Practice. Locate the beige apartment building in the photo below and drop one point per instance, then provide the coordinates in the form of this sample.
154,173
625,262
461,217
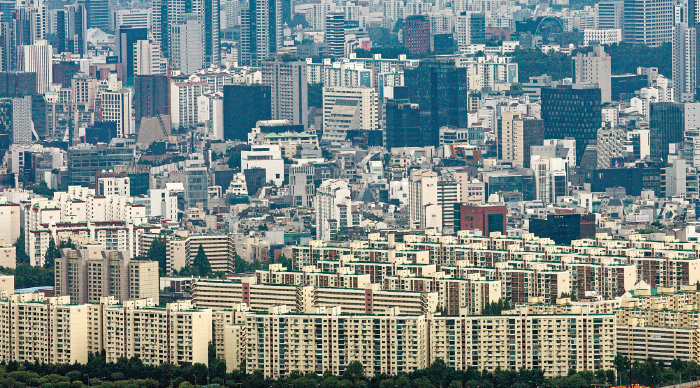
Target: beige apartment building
175,334
223,294
90,273
45,330
281,341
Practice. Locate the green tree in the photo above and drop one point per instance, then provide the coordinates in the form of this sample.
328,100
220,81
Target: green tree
201,263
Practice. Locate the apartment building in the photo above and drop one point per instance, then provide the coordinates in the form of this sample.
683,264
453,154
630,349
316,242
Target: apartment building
113,221
176,333
90,273
659,323
44,330
280,341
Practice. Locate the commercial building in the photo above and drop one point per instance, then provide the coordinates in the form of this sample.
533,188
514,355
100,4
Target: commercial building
288,88
416,34
440,90
648,22
261,31
594,68
346,109
91,273
335,35
572,112
244,106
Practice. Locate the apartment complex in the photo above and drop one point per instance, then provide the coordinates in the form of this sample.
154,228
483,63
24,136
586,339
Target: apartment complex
90,273
52,330
279,341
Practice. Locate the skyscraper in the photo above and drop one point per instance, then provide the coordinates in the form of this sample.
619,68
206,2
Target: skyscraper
286,78
594,68
668,122
261,31
610,14
439,88
470,28
212,26
166,13
416,34
150,96
572,112
127,37
402,127
684,62
335,34
648,22
75,29
244,105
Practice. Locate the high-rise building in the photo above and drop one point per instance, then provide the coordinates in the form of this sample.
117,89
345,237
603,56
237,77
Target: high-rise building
346,109
684,63
289,92
211,21
610,14
470,28
244,106
16,118
439,88
572,112
335,35
17,84
36,58
516,134
668,122
334,210
183,102
402,128
166,13
150,96
186,44
115,106
594,68
196,182
127,37
261,31
97,14
148,59
75,29
648,22
416,34
85,161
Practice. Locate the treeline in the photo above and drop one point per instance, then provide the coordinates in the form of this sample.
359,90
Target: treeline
133,373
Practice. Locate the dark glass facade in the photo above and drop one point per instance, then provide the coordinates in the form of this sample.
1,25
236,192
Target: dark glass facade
244,105
572,112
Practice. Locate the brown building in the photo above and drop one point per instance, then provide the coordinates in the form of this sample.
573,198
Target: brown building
486,218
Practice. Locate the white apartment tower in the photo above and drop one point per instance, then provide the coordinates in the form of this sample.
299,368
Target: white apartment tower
349,108
187,44
594,68
334,209
36,58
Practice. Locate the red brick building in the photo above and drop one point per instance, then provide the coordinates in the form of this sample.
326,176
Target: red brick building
--*--
WHAT NEEDS TO BE DONE
When a line of the records has the word "brick", pick it out and copy it.

FINISHED EXERCISE
Practice. Locate the red brick building in the photo above and drop one point per instance, then provide the coordinates in the form of this sample.
Target: red brick building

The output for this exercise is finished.